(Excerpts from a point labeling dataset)
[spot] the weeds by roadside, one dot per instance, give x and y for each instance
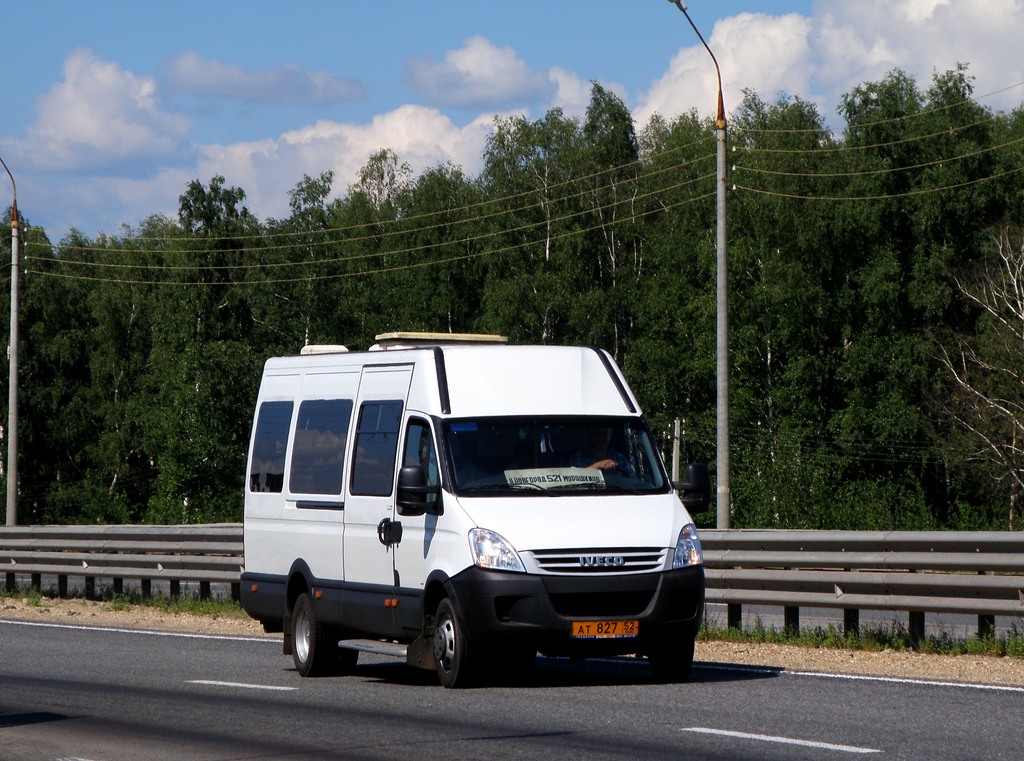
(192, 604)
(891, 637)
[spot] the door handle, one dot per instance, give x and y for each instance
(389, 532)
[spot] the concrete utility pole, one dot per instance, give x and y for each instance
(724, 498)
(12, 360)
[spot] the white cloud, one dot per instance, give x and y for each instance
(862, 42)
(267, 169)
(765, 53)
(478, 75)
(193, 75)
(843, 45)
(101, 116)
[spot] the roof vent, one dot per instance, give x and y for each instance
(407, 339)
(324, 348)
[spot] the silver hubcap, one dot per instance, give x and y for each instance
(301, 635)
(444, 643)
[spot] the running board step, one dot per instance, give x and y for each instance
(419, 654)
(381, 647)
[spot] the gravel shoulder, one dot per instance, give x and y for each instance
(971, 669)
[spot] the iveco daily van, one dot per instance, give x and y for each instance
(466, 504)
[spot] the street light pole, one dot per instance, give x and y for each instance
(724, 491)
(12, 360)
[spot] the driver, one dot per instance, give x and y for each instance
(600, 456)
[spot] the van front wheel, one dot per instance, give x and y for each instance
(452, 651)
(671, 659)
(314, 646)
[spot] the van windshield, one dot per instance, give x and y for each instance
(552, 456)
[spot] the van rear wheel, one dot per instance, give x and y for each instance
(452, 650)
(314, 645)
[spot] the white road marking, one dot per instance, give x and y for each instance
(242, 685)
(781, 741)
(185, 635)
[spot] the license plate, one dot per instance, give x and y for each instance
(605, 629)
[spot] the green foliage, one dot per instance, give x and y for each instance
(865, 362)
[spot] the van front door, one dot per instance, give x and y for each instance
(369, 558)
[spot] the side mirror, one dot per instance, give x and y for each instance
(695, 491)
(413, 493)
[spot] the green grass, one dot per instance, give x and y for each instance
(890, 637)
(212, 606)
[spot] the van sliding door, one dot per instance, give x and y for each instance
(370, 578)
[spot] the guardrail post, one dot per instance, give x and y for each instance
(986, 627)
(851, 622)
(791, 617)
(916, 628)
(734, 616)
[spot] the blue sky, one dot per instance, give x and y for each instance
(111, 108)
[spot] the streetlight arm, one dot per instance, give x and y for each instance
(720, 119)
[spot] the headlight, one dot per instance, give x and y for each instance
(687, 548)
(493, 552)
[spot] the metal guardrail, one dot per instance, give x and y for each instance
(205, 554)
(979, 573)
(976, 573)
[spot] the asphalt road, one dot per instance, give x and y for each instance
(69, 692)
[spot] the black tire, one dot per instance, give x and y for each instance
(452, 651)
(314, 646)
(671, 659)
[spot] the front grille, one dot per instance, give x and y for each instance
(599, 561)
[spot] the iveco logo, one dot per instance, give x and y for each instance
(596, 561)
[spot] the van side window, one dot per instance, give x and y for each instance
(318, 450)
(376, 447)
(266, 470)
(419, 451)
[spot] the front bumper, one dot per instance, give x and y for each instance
...
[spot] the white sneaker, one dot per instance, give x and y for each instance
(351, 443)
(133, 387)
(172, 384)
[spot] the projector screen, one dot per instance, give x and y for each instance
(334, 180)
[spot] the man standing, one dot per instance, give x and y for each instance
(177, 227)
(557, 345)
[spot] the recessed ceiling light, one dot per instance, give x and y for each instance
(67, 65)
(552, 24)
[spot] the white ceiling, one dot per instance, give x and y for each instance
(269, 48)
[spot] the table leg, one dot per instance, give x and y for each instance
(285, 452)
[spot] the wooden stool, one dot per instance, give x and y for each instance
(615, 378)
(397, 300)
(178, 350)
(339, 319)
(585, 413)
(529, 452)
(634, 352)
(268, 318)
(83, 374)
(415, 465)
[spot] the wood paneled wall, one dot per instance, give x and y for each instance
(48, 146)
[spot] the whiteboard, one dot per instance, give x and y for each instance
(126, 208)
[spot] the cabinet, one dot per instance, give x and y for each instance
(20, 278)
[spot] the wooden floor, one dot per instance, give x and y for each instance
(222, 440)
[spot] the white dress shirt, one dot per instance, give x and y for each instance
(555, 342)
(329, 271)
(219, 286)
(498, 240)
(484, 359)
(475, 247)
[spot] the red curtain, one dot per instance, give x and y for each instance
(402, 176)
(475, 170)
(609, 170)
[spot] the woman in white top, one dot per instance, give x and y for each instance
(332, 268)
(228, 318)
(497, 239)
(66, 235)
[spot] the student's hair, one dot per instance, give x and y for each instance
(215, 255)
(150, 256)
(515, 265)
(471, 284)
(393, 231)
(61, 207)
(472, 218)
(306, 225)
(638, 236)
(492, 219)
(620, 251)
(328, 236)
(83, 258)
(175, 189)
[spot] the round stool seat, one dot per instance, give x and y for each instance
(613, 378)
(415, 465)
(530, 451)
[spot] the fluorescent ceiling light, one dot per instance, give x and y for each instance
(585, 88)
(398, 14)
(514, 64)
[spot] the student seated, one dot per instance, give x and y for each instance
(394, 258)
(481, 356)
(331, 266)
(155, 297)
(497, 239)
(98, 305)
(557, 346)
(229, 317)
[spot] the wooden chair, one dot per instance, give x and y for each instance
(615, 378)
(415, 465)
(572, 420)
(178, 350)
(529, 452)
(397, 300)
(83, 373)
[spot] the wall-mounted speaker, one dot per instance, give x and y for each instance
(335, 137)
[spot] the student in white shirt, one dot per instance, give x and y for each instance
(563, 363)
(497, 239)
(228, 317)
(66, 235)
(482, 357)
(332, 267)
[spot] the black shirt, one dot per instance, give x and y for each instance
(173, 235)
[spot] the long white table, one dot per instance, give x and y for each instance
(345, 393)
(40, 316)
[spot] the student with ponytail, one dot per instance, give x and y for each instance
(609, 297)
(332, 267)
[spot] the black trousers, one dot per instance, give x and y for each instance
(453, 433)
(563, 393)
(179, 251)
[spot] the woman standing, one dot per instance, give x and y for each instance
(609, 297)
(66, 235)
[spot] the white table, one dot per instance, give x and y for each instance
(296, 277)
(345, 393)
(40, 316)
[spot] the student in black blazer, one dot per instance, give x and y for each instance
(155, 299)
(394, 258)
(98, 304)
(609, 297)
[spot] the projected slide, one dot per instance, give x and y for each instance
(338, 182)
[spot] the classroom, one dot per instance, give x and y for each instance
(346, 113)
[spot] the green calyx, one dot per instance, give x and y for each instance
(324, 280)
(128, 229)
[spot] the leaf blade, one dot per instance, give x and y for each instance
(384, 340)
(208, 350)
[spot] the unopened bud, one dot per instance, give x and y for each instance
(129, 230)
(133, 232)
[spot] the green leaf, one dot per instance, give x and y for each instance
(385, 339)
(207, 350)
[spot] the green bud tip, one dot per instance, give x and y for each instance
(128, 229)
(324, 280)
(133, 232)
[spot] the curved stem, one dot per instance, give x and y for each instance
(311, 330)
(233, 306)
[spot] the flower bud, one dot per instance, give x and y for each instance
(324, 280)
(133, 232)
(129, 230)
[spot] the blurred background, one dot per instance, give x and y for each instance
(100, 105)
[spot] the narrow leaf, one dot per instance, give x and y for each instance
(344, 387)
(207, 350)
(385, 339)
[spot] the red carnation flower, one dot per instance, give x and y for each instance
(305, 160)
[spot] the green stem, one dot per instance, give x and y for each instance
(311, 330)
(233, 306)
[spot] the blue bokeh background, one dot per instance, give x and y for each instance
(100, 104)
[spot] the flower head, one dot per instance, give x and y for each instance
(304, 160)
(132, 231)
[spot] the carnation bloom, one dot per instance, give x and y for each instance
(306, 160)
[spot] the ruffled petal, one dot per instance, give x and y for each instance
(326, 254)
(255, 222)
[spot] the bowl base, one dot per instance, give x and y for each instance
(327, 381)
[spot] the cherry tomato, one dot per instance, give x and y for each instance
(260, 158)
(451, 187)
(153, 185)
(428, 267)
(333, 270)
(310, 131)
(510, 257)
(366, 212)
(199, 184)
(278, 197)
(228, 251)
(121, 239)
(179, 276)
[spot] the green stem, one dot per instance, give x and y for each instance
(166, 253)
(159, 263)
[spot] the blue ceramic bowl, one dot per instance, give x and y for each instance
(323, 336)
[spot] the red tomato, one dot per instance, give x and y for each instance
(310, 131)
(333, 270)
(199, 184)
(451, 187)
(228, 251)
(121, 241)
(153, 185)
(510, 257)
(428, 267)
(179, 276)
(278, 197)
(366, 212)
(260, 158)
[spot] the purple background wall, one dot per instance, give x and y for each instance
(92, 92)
* * *
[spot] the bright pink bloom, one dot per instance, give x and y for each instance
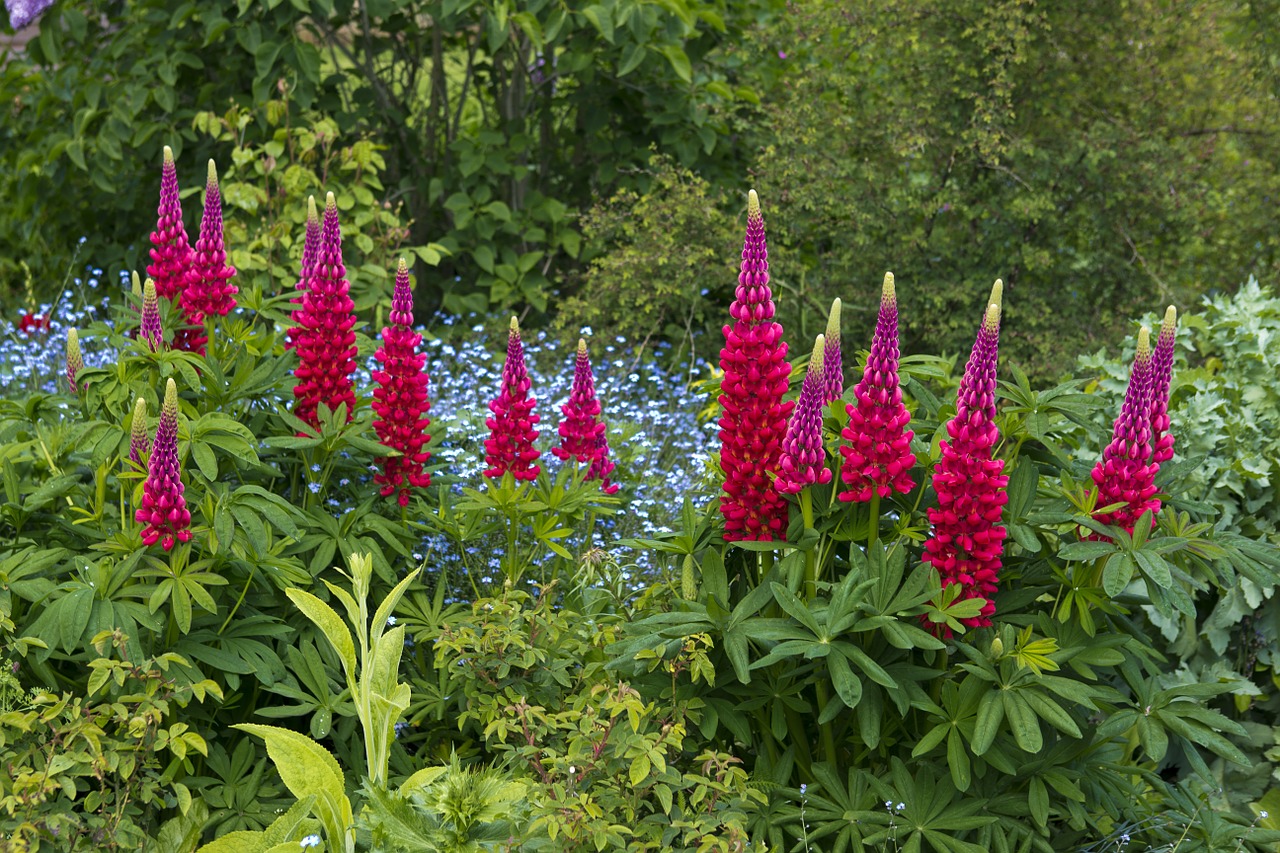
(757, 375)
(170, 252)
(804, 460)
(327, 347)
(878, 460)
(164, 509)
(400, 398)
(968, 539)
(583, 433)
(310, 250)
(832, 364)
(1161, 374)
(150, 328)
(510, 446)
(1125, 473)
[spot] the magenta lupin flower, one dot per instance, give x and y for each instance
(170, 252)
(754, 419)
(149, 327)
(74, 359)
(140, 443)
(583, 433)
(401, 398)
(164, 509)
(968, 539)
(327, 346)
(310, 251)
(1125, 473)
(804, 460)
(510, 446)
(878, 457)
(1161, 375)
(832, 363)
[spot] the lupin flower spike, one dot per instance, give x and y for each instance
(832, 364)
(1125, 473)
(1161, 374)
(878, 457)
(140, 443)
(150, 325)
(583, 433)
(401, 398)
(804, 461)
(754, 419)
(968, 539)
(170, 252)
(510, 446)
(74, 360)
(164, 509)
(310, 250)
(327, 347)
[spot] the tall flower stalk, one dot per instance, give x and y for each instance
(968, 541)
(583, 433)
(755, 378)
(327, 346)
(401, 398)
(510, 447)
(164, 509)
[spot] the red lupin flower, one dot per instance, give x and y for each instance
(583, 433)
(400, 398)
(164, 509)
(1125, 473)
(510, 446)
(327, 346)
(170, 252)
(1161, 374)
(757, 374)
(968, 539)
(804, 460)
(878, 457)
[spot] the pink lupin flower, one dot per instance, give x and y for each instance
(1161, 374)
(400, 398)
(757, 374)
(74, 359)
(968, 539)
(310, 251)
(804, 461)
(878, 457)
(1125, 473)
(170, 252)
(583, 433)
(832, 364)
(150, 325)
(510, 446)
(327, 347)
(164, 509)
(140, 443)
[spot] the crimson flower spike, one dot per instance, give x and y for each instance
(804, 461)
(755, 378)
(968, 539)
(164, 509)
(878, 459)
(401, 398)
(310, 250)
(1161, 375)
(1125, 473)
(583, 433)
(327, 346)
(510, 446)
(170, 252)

Exercise directions: Pull out every line of the items above that contains the string "shirt". Case counts.

Response to this exercise:
[spot] the white dress shirt, one dot per instance, give x and y for each instance
[spot] the student in white shirt, one dot per instance, give x and y for each instance
[spot] the black shirt, one dot per instance, give x and y for each instance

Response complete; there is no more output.